What is needed: Report all lines of the records that contain "mushrooms".

Record extracts:
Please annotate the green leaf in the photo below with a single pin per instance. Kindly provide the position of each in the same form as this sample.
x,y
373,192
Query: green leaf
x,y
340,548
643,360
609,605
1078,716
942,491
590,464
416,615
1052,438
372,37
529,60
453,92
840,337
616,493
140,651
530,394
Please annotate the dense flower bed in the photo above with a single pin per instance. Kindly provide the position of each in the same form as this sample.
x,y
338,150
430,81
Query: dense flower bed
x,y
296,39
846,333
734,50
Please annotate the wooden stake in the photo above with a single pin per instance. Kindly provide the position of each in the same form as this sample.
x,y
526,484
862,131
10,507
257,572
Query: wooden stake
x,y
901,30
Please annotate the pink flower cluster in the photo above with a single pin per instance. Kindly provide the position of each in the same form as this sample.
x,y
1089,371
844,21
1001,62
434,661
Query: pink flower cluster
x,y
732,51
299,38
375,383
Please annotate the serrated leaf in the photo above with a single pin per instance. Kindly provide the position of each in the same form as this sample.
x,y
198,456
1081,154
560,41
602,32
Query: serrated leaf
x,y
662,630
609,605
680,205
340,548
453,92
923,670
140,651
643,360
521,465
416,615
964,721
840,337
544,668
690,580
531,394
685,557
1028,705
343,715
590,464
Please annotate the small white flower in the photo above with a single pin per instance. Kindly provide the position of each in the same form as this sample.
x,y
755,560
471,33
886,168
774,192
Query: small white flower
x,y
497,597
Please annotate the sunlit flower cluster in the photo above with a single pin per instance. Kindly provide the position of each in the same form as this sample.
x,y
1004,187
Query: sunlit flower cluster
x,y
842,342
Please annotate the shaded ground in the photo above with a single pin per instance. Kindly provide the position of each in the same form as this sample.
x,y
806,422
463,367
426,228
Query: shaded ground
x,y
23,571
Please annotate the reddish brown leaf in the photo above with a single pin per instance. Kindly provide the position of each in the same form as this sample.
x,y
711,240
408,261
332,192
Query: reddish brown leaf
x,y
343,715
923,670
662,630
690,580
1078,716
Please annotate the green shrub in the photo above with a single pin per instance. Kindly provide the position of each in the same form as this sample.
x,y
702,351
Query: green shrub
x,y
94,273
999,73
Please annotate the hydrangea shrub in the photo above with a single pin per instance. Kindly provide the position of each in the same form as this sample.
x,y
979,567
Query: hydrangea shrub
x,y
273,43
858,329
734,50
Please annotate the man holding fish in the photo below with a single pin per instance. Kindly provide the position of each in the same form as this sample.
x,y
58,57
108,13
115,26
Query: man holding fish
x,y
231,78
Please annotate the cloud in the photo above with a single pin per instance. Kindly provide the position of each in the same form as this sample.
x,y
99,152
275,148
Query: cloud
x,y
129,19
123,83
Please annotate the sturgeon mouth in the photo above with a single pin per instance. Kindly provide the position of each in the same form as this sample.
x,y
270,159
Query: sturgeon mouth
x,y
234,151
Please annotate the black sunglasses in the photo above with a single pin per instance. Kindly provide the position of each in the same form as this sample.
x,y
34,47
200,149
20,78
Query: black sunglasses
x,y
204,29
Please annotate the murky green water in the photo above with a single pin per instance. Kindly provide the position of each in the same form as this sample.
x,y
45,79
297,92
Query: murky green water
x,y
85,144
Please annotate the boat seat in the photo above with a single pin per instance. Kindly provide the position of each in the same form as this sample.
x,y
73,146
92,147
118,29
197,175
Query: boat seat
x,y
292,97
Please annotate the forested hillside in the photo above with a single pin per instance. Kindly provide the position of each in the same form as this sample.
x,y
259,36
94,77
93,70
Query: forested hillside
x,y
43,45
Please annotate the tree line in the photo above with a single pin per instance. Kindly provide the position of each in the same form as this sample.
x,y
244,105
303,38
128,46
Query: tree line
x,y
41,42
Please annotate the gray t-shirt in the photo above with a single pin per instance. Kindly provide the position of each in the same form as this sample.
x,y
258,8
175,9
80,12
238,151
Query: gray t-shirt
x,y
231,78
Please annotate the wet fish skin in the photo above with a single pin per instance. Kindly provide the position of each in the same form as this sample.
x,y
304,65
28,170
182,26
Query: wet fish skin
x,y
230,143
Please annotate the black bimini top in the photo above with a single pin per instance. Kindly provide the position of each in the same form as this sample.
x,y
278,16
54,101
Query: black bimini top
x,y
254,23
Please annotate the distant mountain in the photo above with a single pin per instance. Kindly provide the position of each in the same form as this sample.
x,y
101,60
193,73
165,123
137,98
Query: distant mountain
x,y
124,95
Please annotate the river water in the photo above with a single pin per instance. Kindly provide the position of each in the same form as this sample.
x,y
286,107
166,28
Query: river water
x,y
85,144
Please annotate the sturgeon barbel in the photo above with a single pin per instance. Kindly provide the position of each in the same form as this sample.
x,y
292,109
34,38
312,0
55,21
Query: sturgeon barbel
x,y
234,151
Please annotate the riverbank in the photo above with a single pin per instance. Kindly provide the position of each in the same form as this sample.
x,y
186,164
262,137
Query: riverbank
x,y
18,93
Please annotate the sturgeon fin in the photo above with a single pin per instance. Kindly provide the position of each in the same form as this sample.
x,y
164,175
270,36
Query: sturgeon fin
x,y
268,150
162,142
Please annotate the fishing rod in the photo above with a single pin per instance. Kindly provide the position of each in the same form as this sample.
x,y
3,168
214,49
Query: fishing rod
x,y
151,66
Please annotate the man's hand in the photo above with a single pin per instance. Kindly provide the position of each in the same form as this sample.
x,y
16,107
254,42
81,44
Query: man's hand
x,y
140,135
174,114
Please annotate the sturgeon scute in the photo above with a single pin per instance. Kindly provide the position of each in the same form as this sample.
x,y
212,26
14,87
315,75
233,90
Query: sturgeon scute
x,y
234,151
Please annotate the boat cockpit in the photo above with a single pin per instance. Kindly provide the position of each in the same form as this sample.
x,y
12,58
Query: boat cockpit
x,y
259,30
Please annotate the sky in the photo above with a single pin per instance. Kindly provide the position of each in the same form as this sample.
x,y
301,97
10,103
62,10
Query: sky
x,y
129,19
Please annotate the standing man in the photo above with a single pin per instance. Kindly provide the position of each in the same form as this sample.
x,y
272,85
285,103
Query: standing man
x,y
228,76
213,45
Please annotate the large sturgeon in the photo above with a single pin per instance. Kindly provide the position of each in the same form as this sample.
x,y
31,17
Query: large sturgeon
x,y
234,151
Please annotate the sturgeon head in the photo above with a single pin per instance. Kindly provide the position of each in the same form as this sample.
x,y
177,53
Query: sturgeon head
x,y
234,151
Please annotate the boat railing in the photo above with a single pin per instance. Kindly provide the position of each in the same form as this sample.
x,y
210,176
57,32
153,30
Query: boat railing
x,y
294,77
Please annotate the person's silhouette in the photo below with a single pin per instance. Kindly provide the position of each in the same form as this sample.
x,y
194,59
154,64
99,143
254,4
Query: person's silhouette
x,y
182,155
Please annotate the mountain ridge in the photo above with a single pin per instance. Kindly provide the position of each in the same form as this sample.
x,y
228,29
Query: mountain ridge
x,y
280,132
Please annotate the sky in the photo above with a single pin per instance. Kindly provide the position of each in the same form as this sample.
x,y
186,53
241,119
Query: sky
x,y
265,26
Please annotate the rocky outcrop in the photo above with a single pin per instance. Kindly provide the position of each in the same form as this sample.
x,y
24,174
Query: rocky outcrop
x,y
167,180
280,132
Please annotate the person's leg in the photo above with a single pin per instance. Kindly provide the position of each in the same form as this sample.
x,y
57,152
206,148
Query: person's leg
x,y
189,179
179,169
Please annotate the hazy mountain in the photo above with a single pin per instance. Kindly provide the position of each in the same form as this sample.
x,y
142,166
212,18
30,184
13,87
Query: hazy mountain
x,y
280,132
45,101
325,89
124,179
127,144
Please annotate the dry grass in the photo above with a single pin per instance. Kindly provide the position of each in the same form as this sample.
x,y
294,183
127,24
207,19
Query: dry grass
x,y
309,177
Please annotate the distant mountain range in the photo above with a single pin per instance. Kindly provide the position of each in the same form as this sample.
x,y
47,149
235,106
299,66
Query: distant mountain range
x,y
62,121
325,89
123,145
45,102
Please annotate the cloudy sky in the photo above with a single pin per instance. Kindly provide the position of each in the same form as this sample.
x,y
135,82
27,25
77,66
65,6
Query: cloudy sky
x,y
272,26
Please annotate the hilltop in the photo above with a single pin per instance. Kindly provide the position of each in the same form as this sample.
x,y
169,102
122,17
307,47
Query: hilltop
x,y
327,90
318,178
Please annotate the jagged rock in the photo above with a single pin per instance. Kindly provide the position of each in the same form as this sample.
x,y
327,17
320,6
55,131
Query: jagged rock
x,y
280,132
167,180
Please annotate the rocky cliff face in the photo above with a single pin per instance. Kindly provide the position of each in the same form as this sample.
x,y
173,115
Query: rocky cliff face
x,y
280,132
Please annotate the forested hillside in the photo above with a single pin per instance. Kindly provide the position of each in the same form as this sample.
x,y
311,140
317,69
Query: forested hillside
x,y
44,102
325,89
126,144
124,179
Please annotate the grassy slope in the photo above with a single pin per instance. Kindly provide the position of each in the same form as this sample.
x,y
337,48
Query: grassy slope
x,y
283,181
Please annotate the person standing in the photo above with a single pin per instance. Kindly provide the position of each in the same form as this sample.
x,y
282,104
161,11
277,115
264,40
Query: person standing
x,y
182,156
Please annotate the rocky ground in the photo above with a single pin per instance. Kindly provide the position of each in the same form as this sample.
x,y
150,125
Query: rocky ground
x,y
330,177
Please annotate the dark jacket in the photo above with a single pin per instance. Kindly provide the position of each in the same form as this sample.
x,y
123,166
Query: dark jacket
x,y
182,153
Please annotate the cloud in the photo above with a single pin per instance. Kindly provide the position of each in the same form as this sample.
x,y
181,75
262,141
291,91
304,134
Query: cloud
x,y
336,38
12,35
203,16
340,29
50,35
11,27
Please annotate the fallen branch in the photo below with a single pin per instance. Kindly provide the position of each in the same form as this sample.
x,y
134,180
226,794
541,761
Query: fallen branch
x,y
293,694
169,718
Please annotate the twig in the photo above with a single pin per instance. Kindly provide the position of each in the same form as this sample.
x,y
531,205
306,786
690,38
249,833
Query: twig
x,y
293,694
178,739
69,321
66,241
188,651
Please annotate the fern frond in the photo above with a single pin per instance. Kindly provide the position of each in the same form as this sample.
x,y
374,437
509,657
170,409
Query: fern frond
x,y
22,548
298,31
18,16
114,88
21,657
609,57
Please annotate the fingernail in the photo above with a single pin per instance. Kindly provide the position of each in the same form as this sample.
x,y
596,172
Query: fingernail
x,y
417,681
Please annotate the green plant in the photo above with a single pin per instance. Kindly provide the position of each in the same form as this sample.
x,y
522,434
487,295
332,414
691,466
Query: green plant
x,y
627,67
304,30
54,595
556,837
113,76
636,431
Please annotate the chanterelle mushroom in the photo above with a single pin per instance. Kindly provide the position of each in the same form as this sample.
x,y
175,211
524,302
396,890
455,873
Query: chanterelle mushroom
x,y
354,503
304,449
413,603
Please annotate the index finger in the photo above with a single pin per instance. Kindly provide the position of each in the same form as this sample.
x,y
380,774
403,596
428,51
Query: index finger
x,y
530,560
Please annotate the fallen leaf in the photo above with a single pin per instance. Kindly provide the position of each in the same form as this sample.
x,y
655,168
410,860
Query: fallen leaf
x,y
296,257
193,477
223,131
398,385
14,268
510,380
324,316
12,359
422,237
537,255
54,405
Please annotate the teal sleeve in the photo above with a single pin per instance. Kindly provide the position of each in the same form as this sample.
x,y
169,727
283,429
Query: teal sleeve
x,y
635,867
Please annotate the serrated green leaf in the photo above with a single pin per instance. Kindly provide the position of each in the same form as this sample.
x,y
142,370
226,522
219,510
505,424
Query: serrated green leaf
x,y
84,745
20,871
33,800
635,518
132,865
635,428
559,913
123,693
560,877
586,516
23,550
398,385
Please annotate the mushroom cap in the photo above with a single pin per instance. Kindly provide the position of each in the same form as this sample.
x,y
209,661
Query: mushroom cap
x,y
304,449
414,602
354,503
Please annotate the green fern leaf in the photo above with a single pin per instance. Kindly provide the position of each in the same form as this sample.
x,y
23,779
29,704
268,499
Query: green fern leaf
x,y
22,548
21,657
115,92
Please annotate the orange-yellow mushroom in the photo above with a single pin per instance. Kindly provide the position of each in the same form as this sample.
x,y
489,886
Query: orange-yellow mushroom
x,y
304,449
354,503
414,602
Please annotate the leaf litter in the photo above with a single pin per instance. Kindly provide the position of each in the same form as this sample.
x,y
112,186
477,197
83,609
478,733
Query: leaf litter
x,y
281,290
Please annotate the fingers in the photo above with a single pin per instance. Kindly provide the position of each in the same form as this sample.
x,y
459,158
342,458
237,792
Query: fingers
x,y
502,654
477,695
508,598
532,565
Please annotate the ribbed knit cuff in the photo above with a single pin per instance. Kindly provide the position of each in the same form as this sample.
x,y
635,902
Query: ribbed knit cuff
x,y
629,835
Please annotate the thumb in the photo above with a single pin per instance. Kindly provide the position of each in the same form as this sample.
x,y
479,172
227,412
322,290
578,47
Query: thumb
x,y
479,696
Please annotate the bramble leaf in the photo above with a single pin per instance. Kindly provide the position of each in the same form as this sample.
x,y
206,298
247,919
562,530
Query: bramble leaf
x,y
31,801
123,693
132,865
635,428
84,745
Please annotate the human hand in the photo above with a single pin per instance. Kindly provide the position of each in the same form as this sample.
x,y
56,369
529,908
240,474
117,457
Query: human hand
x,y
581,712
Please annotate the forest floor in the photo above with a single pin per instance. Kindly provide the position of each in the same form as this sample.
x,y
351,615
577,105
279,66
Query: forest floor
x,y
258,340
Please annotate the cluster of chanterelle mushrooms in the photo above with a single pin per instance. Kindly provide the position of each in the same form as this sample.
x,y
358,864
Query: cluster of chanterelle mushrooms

Written solution:
Please annotate the cluster of chanterelle mushrooms in the photo above with a single pin per instance. Kindly provide the position of each in the same form as this sample.
Query: cluster of chanterelle mushrooms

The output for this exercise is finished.